▶ Data lines
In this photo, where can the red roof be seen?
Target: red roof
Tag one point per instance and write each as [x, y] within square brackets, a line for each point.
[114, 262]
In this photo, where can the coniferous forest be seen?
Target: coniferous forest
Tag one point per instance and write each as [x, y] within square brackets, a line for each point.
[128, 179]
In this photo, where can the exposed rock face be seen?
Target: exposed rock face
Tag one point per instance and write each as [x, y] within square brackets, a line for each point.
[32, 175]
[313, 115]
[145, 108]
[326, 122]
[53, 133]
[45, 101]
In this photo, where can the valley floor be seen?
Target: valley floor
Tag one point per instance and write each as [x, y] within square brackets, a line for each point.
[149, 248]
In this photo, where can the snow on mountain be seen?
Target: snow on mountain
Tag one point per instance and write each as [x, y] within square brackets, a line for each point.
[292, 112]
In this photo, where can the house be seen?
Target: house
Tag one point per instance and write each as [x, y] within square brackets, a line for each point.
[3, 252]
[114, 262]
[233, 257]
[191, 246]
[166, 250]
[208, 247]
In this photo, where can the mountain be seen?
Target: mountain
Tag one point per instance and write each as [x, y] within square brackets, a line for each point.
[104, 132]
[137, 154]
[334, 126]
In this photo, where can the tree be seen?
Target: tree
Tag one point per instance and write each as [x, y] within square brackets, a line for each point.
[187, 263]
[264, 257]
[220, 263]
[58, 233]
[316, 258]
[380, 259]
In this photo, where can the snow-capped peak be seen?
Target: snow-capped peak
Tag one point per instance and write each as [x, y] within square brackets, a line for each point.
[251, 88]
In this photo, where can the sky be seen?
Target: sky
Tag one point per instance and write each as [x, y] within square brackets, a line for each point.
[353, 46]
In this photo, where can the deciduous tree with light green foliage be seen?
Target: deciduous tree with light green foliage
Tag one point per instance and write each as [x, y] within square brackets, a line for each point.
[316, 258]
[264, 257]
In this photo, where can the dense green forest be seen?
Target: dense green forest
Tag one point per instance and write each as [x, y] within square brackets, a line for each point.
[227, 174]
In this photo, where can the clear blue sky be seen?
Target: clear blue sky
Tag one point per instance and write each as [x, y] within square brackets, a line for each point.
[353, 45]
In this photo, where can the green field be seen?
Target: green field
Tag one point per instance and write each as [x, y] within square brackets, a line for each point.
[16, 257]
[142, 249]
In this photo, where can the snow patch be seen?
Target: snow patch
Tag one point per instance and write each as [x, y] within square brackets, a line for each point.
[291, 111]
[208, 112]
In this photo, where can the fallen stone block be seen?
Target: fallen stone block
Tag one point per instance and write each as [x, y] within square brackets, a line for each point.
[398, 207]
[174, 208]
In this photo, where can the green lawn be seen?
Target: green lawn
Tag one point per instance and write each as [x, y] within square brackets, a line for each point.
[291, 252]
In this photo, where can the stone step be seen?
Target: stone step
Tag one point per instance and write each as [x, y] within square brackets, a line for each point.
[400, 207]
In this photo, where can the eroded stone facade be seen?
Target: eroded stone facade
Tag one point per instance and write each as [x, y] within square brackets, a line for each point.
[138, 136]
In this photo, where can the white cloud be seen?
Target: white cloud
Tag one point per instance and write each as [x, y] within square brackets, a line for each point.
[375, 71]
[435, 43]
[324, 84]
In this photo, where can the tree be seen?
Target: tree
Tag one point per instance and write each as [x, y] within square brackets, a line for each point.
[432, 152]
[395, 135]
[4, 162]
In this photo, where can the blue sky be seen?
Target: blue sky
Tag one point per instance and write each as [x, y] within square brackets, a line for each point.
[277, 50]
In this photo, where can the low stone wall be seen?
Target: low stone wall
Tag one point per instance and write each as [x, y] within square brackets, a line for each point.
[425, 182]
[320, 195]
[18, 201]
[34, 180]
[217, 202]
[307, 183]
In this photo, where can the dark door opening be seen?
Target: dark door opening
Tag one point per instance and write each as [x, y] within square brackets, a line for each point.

▶ The request
Every entry should be output exactly as written, please.

▶ Response below
In this photo, where can the red roof be seen?
Target: red roof
Tag one point per instance and write each as [x, y] within square brackets, a line for each point.
[114, 262]
In this photo, where can the coniferous forest be seen?
Target: coniferous forest
Tag one point per instance and write each as [x, y] within square brackets, a line for each point.
[128, 179]
In this photo, where can the exposed rock face be seen?
Target: exposed rock face
Tag one point per instance and write each as [x, y] within square brackets, a line for each point.
[32, 175]
[313, 115]
[145, 108]
[326, 122]
[53, 133]
[45, 101]
In this photo, where can the valley floor be seen?
Target: valley floor
Tag one point per instance and write each as [x, y] within square brackets, a line for each point.
[149, 248]
In this photo, where can the snow on mountain be seen?
Target: snow on mountain
Tag one point per instance and write each as [x, y] within square brackets, a line for each point.
[292, 112]
In this photo, where can the house be seen?
Target: house
Tag one point per instance and write each as [x, y] within square brackets, a line for each point.
[3, 252]
[114, 262]
[233, 257]
[191, 246]
[166, 250]
[208, 247]
In this photo, where can the mountain be seen?
Target: mountain
Tag one point per instance and write each as [x, y] within square brackets, a line for each point.
[104, 132]
[137, 154]
[334, 126]
In this photo, where can the tree be seen?
Target: tree
Tag one point per instance and write each as [x, y] within square brackets, a line for each point.
[187, 263]
[264, 257]
[220, 263]
[58, 233]
[316, 258]
[380, 259]
In this photo, where can the snow-capped peak be seen?
Target: snow-capped peak
Tag one point per instance and write each as [x, y] within square brackets, a line for each point.
[251, 88]
In this photo, where can the sky be seen?
Target: sky
Tag one point per instance and write each as [x, y] within square brackets, a line for each point.
[353, 46]
In this photo, where can the deciduous tree with light green foliage be seen?
Target: deciduous tree with light green foliage
Tag one point per instance and write each as [x, y] within square brackets, a line for each point.
[316, 258]
[264, 257]
In this photo, where can the dense green forest be seen?
Target: dense green forest
Tag one point per instance and write each as [x, y] within square brackets, a line for each point.
[227, 174]
In this photo, where can the clear blue sky be seen?
Target: clear blue sky
Tag one point per instance and write each as [x, y] within square brackets, a line for each point.
[353, 45]
In this photo, where can the green field be seen?
Target: green field
Tag one point per instance and write each as [x, y] within square brackets, a line for each point.
[16, 257]
[142, 249]
In this photo, where can the snow patch be seen?
Target: snow patch
Tag one point per instance and write each as [x, y] within square brackets, a line for each point.
[291, 111]
[208, 112]
In this photo, where can the fallen stone block be seen?
Target: fallen stone block
Tag one point per instance and write each as [x, y] within square brackets, a line for each point.
[398, 207]
[174, 208]
In this photo, where can the green lawn be seen?
Target: green lawn
Tag one point per instance and write each as [x, y] within square brackets, a line for each point.
[291, 252]
In this photo, where can the stone step be seen?
Target: stone step
Tag one point per instance and write each as [x, y] within square brackets, a line for each point.
[400, 207]
In this photo, where can the eroded stone facade be seen?
Target: eroded stone facade
Tag one point per instance and write each as [x, y] within square brackets, a line for each point.
[138, 136]
In this photo, where can the white cloud be seen?
Target: white cloud
Tag one point per instance and write each as [x, y] within square brackets, a line for each point.
[375, 71]
[435, 43]
[324, 84]
In this photo, where can the tree be seen?
Target: tree
Tag one point per instance and write each as [x, y] within square brackets, a line for each point.
[432, 152]
[395, 135]
[4, 162]
In this photo, where can the blue sky be seen?
Target: blue sky
Tag one point per instance and write each as [x, y] within square brackets, a line for each point.
[277, 50]
In this photo, where can the low stone wall be seen?
Target: low stone wall
Tag one point per instance and write each as [x, y] within square brackets, a line for each point.
[425, 182]
[320, 195]
[18, 201]
[34, 180]
[217, 202]
[307, 183]
In this photo, where can the dark door opening be seen?
Target: dark door opening
Tag one point per instance and write each as [x, y] within square brackets, a line for each point.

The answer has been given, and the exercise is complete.